• [Supplied records]
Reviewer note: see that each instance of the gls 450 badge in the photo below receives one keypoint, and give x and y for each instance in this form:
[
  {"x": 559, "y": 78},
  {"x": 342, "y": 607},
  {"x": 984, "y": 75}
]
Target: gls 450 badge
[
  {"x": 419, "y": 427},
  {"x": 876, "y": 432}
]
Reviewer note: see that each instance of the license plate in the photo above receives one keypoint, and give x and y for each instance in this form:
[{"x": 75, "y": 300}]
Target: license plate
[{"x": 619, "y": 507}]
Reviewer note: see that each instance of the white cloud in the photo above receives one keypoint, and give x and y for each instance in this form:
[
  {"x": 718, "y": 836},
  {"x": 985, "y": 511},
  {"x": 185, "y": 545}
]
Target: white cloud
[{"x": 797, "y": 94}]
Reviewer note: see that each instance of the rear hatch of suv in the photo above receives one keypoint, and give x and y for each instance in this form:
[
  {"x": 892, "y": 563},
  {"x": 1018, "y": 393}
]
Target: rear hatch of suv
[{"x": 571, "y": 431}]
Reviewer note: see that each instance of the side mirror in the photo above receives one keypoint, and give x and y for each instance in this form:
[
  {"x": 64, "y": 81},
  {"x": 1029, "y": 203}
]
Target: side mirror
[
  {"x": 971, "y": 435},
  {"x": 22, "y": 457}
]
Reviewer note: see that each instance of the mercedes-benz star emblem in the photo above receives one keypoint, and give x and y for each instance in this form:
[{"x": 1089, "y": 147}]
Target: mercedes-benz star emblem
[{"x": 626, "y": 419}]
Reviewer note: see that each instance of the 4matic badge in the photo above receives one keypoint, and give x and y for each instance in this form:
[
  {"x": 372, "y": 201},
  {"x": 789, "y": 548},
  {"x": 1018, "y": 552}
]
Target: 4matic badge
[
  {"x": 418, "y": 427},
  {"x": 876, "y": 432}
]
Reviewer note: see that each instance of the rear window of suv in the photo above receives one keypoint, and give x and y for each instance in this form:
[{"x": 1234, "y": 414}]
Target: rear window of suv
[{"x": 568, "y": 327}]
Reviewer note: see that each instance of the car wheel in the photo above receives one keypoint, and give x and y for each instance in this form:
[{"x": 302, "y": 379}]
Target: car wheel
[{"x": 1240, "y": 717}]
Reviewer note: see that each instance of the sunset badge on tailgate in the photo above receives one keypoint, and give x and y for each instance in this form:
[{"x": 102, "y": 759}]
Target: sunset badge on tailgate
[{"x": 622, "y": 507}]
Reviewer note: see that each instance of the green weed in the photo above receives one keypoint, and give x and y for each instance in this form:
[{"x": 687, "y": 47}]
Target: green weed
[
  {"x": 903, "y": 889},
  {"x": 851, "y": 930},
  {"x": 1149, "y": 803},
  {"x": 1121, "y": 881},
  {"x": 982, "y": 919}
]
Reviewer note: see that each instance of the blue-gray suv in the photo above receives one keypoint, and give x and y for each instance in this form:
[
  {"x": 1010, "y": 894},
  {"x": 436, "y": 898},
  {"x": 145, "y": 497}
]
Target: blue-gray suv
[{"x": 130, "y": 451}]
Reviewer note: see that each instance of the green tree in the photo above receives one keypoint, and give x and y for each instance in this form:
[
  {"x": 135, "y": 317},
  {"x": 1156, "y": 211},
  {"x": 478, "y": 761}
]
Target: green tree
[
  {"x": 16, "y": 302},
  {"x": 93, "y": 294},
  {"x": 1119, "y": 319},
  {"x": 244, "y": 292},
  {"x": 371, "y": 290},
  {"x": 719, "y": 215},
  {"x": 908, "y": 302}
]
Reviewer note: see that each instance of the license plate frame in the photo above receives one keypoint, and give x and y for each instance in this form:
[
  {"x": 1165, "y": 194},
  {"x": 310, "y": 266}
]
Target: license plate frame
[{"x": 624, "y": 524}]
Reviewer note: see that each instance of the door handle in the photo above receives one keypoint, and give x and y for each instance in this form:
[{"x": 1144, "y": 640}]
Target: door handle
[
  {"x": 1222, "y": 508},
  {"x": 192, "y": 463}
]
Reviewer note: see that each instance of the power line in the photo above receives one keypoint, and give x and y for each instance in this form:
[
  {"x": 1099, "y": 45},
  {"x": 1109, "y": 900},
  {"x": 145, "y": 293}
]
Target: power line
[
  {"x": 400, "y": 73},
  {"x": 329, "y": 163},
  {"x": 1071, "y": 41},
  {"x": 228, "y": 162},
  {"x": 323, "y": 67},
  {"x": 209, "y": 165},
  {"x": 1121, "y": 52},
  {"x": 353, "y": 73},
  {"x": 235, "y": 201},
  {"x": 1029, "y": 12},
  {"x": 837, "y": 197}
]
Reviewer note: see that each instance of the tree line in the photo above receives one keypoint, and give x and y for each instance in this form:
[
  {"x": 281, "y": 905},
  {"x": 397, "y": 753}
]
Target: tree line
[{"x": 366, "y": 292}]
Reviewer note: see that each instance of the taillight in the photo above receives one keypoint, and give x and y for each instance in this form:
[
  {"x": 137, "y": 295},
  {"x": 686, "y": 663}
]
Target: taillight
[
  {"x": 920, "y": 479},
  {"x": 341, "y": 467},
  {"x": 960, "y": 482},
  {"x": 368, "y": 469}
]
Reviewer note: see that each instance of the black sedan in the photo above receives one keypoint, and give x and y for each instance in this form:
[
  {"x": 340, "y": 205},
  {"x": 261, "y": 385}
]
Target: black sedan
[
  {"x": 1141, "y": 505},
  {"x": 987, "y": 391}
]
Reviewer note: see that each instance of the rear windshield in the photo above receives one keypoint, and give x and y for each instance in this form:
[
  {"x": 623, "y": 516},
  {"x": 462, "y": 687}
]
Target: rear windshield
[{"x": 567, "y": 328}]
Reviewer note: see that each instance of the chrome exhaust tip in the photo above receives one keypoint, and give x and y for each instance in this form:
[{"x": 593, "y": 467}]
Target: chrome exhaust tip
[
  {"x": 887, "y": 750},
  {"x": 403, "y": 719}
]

• [Task details] Word for word, copy out all of the data shown above.

• [Exercise output]
Reviewer note: see that each instance of the gls 450 badge in the photo below receives one keypoint, and give x and y for each instance in this form:
[
  {"x": 559, "y": 78},
  {"x": 342, "y": 607},
  {"x": 984, "y": 75}
]
Target: gls 450 badge
[
  {"x": 419, "y": 427},
  {"x": 876, "y": 432}
]
Reviewer note: see that each instance of the license plate in the photo above receives one keypoint, and give x and y for each instance in this form:
[{"x": 75, "y": 300}]
Target: license plate
[{"x": 619, "y": 507}]
Reviewer note: see that each instance of the white cloud in the photo above receives one keypoint, and give x and y for each instance in this form:
[
  {"x": 718, "y": 836},
  {"x": 985, "y": 511},
  {"x": 185, "y": 545}
]
Target: white cloud
[{"x": 797, "y": 94}]
Reviewer note: see that each instance of the rear hatch of suv in the photo above receives one keypoint, and give x and y for each instance in this form:
[
  {"x": 892, "y": 563},
  {"x": 1018, "y": 393}
]
Target: rear hatch of suv
[{"x": 571, "y": 431}]
Reviewer note: see that each instance of the side mirror in the photo above receives one keypoint, and give x and y for each instance in this form:
[
  {"x": 64, "y": 81},
  {"x": 1029, "y": 203}
]
Target: side mirror
[
  {"x": 971, "y": 435},
  {"x": 22, "y": 457}
]
Reviewer note: see that each instance of the mercedes-benz star emblem in the photo above receives one keypoint, and give x and y for each instance in this form:
[{"x": 1089, "y": 147}]
Target: mercedes-benz star emblem
[{"x": 626, "y": 419}]
Reviewer note: see that each instance of the 4matic badge in the photo above receives one keypoint, and give x and y for each instance in this form:
[
  {"x": 372, "y": 201},
  {"x": 789, "y": 548},
  {"x": 1018, "y": 552}
]
Target: 4matic badge
[
  {"x": 418, "y": 427},
  {"x": 876, "y": 432}
]
Reviewer note: see that each instance of the rear window of suv in the photo above receives one keypoint, and give x and y for each instance in this form:
[{"x": 1234, "y": 414}]
Target: rear window of suv
[{"x": 568, "y": 327}]
Reviewer note: see that each instance of the car wheel in the photo above receives one keypoint, and give x and y for each instance in this form:
[{"x": 302, "y": 379}]
Target: car wheel
[{"x": 1240, "y": 717}]
Reviewer note: see that each instance of the sunset badge on tailgate in the photo above receives one keypoint, and give x and y for each instance in this form:
[{"x": 102, "y": 759}]
Target: sunset badge on tailgate
[{"x": 622, "y": 507}]
Reviewer note: see that each instance of the green weed in the photo above receives one keypoint, and give x and y for each instance in this form:
[{"x": 687, "y": 47}]
Target: green weed
[
  {"x": 903, "y": 889},
  {"x": 851, "y": 930},
  {"x": 1149, "y": 803},
  {"x": 1121, "y": 881},
  {"x": 982, "y": 919}
]
Reviewer note: see that each instance of the blue-gray suv in the photo above receives one keypoint, and give x and y for each instance in this form:
[
  {"x": 1010, "y": 894},
  {"x": 436, "y": 898},
  {"x": 145, "y": 497}
]
Target: blue-gray suv
[{"x": 130, "y": 451}]
Reviewer note: see that each instance of the green tree in the photo above receives one keypoint, and give x and y for each instance in this form:
[
  {"x": 135, "y": 317},
  {"x": 1156, "y": 211},
  {"x": 478, "y": 761}
]
Target: green tree
[
  {"x": 16, "y": 302},
  {"x": 93, "y": 294},
  {"x": 1119, "y": 319},
  {"x": 244, "y": 292},
  {"x": 371, "y": 290},
  {"x": 719, "y": 215},
  {"x": 908, "y": 302}
]
Reviewer note: see that each instance of the license plate frame in the photo above receives one keypoint, and give x and y for each instance in this form:
[
  {"x": 1165, "y": 194},
  {"x": 310, "y": 266}
]
Target: license plate frame
[{"x": 624, "y": 524}]
Reviewer note: see that each instance of the door handle in the photo above receives one keypoint, and give x and y for each instance in this form:
[{"x": 1144, "y": 640}]
Target: door handle
[
  {"x": 1222, "y": 508},
  {"x": 192, "y": 463}
]
Reviewer note: see that each instance of the power line in the photo above receives one keypoint, and give x and y for each instance in this form:
[
  {"x": 1099, "y": 45},
  {"x": 1109, "y": 900},
  {"x": 145, "y": 293}
]
Target: power line
[
  {"x": 400, "y": 73},
  {"x": 329, "y": 163},
  {"x": 1071, "y": 41},
  {"x": 228, "y": 162},
  {"x": 323, "y": 67},
  {"x": 209, "y": 165},
  {"x": 1121, "y": 52},
  {"x": 353, "y": 73},
  {"x": 235, "y": 201},
  {"x": 1029, "y": 12},
  {"x": 837, "y": 197}
]
Reviewer note: see that each instance of the tree line in the photo above receives one keypoint, and give x and y for each instance in this form:
[
  {"x": 281, "y": 905},
  {"x": 397, "y": 753}
]
Target: tree line
[{"x": 366, "y": 292}]
Reviewer note: see that each instance of the taillight in the photo above receives one keypoint, and give x and y for each instance in this form:
[
  {"x": 137, "y": 295},
  {"x": 686, "y": 663}
]
Target: taillight
[
  {"x": 920, "y": 479},
  {"x": 341, "y": 467},
  {"x": 960, "y": 482},
  {"x": 368, "y": 469}
]
Reviewer note: see that each instance of the black sedan in the photo above receives one keypoint, and give x and y for each instance in this form:
[
  {"x": 340, "y": 205},
  {"x": 261, "y": 385}
]
Target: black sedan
[
  {"x": 1141, "y": 505},
  {"x": 987, "y": 391}
]
Reviewer note: see that each instance of the rear windshield in the photo above receives one keypoint, and give x and y for each instance in this form:
[
  {"x": 623, "y": 516},
  {"x": 462, "y": 687}
]
Target: rear windshield
[{"x": 567, "y": 328}]
Reviewer note: see that each instance of the chrome exhaust tip in the photo above receives one keypoint, and give x and y for each instance in this form:
[{"x": 593, "y": 467}]
Target: chrome exhaust tip
[
  {"x": 887, "y": 750},
  {"x": 403, "y": 719}
]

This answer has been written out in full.